Re: [PATCH v2 0/2] MTE support for KVM guest

From: Steven Price
Date: Thu Sep 10 2020 - 06:25:37 EST


On 10/09/2020 01:33, Richard Henderson wrote:
On 9/4/20 9:00 AM, Steven Price wrote:
3. Doesn't provide any new methods for the VMM to access the tags on
memory.
...
(3) may be problematic and I'd welcome input from those familiar with
VMMs. User space cannot access tags unless the memory is mapped with the
PROT_MTE flag. However enabling PROT_MTE will also enable tag checking
for the user space process (assuming the VMM enables tag checking for
the process)...

The latest version of the kernel patches for user mte support has separate
controls for how tag check fail is reported. Including

+- ``PR_MTE_TCF_NONE`` - *Ignore* tag check faults

That may be less than optimal once userland starts uses tags itself, e.g.
running qemu itself with an mte-aware malloc.

Independent of that, there's also the TCO bit, which can be toggled by any
piece of code that wants to disable checking locally.

Yes, I would expect the TCO bit is the best option for wrapping accesses to make them unchecked.

However, none of that is required for accessing tags. User space can always
load/store tags via LDG/STG. That's going to be slow, though.

Yes as things stand LDG/STG is the way for user space to access tags. Since I don't have any real hardware I can't really comment on speed.

It's a shame that LDGM/STGM are privileged instructions. I don't understand
why that was done, since there's absolutely nothing that those insns can do
that you can't do with (up to) 16x LDG/STG.

It is a shame, however I suspect this is because to use those instructions you need to know the block size held in GMID_EL1. And at least in theory that could vary between CPUs.

I think it might be worth adding some sort of kernel entry point that can bulk
copy tags, e.g. page aligned quantities. But that's just a speed of migration
thing and could come later.

When we have some real hardware it would be worth profiling this. At the moment I've no idea whether the kernel entry overhead would make such an interface useful from a performance perspective or not.

Steve

□ □ □ □

Answer these questions about the mailing-list reply on MTE support for KVM guests above.
1. With which flag must memory be mapped for user space to access tags?
2. Which instructions can user space always use to load and store tags?
3. Which register holds the block size that must be known to use LDGM/STGM?

Rows from a dataset
□ □ □ □

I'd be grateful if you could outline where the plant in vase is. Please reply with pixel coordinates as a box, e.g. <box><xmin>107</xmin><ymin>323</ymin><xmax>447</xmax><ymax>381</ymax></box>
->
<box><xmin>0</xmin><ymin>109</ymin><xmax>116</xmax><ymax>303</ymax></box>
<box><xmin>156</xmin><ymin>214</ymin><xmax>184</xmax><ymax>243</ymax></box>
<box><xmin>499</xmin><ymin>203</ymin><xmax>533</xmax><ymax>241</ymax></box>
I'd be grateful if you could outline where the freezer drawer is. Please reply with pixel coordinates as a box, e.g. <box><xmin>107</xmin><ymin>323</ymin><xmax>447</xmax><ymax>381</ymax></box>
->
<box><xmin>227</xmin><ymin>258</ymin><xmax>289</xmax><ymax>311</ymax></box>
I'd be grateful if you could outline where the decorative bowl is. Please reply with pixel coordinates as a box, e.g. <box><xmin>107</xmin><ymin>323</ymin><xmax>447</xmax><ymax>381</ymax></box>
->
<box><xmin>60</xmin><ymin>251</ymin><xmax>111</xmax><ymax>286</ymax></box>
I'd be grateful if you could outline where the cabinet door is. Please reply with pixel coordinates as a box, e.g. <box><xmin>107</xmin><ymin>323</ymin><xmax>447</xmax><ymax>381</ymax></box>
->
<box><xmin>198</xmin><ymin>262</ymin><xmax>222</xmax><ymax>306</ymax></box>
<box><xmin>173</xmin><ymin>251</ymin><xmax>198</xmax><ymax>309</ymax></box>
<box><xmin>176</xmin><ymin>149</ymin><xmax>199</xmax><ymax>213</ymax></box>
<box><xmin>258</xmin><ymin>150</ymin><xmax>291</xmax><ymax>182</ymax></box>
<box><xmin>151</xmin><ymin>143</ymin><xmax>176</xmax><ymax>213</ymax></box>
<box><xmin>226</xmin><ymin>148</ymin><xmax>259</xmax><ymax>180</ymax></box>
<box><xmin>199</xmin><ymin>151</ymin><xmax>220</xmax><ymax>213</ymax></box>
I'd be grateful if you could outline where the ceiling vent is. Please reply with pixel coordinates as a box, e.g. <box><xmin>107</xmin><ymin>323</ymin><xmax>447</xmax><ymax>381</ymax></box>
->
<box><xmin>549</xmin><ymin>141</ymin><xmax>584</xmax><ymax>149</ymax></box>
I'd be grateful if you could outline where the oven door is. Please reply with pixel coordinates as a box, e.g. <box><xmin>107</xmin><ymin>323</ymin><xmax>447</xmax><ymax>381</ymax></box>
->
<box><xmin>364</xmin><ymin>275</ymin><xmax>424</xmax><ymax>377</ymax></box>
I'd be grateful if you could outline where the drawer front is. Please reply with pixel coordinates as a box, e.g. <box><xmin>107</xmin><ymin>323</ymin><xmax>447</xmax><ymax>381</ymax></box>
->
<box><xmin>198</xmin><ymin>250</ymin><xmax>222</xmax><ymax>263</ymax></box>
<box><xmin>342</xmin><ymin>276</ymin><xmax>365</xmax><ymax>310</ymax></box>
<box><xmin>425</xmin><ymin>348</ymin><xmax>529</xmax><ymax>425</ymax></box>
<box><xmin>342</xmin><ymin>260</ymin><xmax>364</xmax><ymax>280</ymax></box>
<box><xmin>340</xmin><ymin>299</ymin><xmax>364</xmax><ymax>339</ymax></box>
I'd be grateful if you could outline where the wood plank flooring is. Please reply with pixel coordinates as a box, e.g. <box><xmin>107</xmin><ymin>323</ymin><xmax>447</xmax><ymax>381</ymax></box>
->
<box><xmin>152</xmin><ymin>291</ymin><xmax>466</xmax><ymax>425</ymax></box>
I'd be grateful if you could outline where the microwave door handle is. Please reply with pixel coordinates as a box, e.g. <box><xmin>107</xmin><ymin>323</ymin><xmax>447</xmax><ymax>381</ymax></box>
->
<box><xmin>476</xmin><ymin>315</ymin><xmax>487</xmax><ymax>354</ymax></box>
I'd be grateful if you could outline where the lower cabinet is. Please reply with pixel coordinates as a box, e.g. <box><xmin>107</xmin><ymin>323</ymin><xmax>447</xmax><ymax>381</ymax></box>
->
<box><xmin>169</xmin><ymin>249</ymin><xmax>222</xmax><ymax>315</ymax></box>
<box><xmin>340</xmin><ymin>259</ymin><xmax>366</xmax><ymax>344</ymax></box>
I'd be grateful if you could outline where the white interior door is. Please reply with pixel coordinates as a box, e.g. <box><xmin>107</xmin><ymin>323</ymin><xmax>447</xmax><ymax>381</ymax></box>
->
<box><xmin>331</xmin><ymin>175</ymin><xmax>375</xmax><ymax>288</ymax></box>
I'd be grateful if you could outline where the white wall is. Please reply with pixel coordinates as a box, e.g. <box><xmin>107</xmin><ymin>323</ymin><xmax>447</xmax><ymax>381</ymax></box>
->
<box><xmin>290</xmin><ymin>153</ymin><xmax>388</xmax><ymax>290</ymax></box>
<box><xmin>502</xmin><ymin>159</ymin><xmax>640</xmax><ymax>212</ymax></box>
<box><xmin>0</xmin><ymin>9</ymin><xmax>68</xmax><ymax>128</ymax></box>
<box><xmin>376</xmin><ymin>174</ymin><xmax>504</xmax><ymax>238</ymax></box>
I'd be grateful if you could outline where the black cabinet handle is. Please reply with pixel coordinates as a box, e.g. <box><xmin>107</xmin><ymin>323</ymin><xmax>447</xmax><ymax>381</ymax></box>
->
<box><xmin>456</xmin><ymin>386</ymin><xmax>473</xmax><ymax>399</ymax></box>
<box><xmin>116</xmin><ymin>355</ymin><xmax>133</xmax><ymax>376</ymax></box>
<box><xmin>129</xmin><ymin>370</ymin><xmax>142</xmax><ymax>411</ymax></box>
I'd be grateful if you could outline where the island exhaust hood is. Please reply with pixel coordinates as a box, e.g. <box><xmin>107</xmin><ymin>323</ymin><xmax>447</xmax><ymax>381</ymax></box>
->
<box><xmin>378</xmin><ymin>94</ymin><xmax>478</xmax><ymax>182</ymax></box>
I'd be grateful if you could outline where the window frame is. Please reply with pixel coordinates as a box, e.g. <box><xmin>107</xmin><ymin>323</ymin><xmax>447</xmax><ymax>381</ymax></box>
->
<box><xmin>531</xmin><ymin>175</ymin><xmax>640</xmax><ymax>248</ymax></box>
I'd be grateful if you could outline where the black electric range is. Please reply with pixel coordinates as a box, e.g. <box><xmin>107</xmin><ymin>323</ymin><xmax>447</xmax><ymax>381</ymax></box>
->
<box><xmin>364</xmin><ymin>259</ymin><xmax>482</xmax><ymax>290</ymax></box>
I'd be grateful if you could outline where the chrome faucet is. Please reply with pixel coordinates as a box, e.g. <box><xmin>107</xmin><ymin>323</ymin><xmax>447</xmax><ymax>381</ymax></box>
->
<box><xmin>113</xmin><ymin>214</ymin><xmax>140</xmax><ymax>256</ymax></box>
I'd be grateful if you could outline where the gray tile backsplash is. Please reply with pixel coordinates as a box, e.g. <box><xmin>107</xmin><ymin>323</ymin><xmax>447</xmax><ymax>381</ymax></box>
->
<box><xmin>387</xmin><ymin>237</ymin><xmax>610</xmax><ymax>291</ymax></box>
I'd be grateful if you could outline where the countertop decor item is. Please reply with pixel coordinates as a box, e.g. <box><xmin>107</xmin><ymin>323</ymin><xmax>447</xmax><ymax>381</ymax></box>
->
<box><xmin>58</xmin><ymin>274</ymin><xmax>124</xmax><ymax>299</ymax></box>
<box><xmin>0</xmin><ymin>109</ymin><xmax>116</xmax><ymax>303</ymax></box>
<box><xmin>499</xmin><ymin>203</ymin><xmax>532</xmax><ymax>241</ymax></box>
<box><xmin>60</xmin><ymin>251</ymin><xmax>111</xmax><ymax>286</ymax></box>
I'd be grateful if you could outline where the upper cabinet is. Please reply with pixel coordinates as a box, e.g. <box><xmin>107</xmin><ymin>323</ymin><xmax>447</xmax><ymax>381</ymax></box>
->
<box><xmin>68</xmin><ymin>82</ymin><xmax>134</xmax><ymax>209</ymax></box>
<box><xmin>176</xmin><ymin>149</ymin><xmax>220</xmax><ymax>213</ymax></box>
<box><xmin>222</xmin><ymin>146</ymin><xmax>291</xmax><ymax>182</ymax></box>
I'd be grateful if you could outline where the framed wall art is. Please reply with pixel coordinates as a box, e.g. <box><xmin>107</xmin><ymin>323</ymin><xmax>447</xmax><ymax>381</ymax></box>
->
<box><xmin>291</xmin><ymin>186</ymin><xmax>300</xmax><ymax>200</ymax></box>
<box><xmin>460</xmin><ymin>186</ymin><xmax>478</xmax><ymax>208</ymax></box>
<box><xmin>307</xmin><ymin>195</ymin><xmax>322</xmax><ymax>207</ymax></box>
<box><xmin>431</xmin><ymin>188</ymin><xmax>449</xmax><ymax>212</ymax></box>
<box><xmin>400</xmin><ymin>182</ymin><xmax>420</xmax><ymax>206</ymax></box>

□ □ □ □

RESPONSE TO THE EXERCISE:
1. PROT_MTE
2. LDG/STG
3. GMID_EL1